■ Directives
1. Render this sentence from the Rev 973 litigation summary in Spanish: "The pipeline was reportedly shut down in the mid-1960s."
2. Carry on the Rev 973 litigation summary from its final sentence.
# Excerpt start
Loeb & Loeb LLP currently represents a group of approximately 65 potentially responsible parties (PRPs) in the Rev 973 litigation. The following is an introduction to the case and a summary of its current posture. If you have any questions about this case or the group, please feel free to contact Albert M. Cohen at 310.282.2228 or firstname.lastname@example.org.
Rev 973, LLC v. John Mouren-Laurens, et al, 98-cv-10690 DSF (Ex), is pending in the United States District Court for the Central District of California. The case was filed in 1998 and involves claims that two sites in Compton, California, known as the Mouren-Laurens site (ML Site) and the Leach Oil Site, are environmentally impaired. Plaintiff Rev 973, the current owner of the ML Site, has filed claims against the original owners and operators of the two sites as well as several thousand parties that it claims sent wastes, primarily used oil, to the two sites. Plaintiff has claimed that it will cost in excess of $55 million to clean up the two sites and has additional claims for other damages.
Pursuant to Case Management Order No. 3 (CMO 3), parties that are served are not permitted to answer or file a motion to dismiss because a stay is in place. Rather, they are required to enter an appearance by filing a completed “PRP Appearance Notice” with the court as well as with the Special Master via JAMS on “Case Anywhere” (www.jams.caseanywhere.com). Instructions for how to do so should be in the service package.
The ML Site operated as an oil processing and distribution business dating back to about the 1950s and ceased operation in 1999. The Leach Oil Site, located next door, operated as a used oil processing and recycling business dating back to the 1960s. At some point in time, there was a pipeline connecting the two sites, and oil from a used oil refinery on the Leach Oil Site, purportedly owned by Joseph Mouren-Laurens, was allegedly pumped to the ML Site for processing. The pipeline was reportedly shut down in the mid-1960s. Numerous businesses in Los Angeles sent oil and/or chemical additives to the ML Site, sent oil (allegedly used or “waste” oil) to the Leach Oil Site, and/or purchased oil from the Mouren-Laurens Oil Company. Most records relating to the ML Site were reportedly destroyed when the company ceased operations in or around 1999, and there are relatively few records regarding the site’s use. There are records relating to the Leach Oil Site, including some records of shipments to the site dating from about the late 1970s through the late 1990s. These include manifests and other documents evidencing shipments to the site (see discussion below).
1. Litigation History
In about 1998, an entity related to Rev 973 purchased a pool of mortgages from the Resolution Trust Company that included a loan secured by the ML Site. While it was aware that the ML Site was contaminated, Rev 973 claims it was not aware of the extent of contamination at the time it purchased the loan. In any event, when Rev 973 was unable to work out payment terms with the owner of the ML Site, it foreclosed. Mouren-Laurens continued to operate on the site for about a year but was eventually evicted and ceased operating in 1999.
# Excerpt end
# Given information start
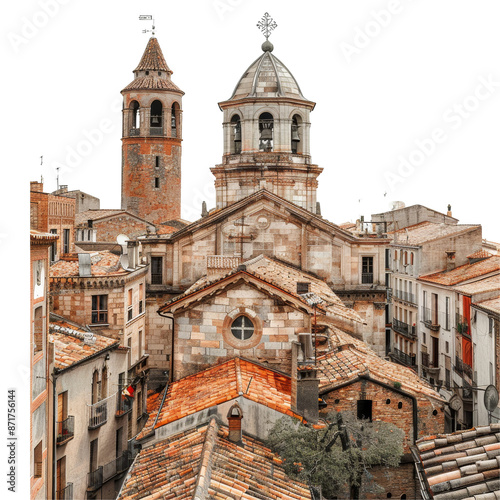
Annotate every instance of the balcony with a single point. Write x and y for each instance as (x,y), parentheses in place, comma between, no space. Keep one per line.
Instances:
(404,329)
(405,296)
(430,318)
(155,130)
(66,493)
(65,430)
(123,404)
(98,414)
(366,278)
(403,358)
(94,479)
(461,367)
(462,325)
# Given information end
■ Expected responses
1. Según se informa, el oleoducto se cerró a mediados de la década de 1960.

2.
Rev 973 sued the owners of both the ML Site and the Leach Oil Site claiming that they were responsible for environmental contamination on the sites. Because the case has been pending for so long, the docket contains over 2,000 entries. In addition, many of the early documents are not available online. There are, however, a few published decisions with useful background information about the case, including the following:
- Rev 973 LLC v. John Mouren-Laurens, et al. Case No. CV 98-10690 (C.D. Cal. January 25, 2010) 2010 U.S. Dist. LEXIS 12514
- Rev 973 LLC v. John Mouren-Laurens, et al. Case No. CV 98-10690 (C.D. Cal. April 22, 2009) 2009 U.S. Dist. LEXIS 38462
- OneBeacon America Insurance Company v. Fireman’s Fund Insurance Company 175 Cal. App. 4th 183 (2009)
Additional information about the case is also available at www.rev973vsmloc.com, a website created by Michel & Associates, counsel for the Mouren-Laurens parties. This site contains historical environmental reports and other information but is not up to date.
2. Site Investigation and Clean-Up History and Status
The sites are currently under the jurisdiction of the Los Angeles Regional Water Quality Control Board (RWQCB). Investigations conducted over the years have indicated that both sites are contaminated with various chemicals including petroleum hydrocarbons. There is also allegedly a chlorinated solvent plume extending off of the site(s) to the south, which reportedly has not been completely delineated. In addition, further testing is purportedly necessary to confirm that contamination is not migrating on-site from the north. A Cleanup and Abatement Order was issued to the owners of both sites dated September 19, 2014, which can be downloaded at http://geotracker.waterboards.ca.gov/regulators/deliverable_documents/5948425114/Final%20CAO%20R4-2014-0117.pdf. Information regarding the environmental conditions of the sites, as well as communications with the RWQCB, are available on GeoTracker at http://geotracker.waterboards.ca.gov/profile_report.asp?global_id=T10000006017 (Leach Oil Site) and http://geotracker.waterboards.ca.gov/profile_report.asp?global_id=SL2047C1671 (ML Site). It is our understanding that Rev 973 contends that the cleanup cost for both sites is in the range of $55 million and that others, including the original defendants, believe the cleanup costs are in the range of $10 million to $20 million.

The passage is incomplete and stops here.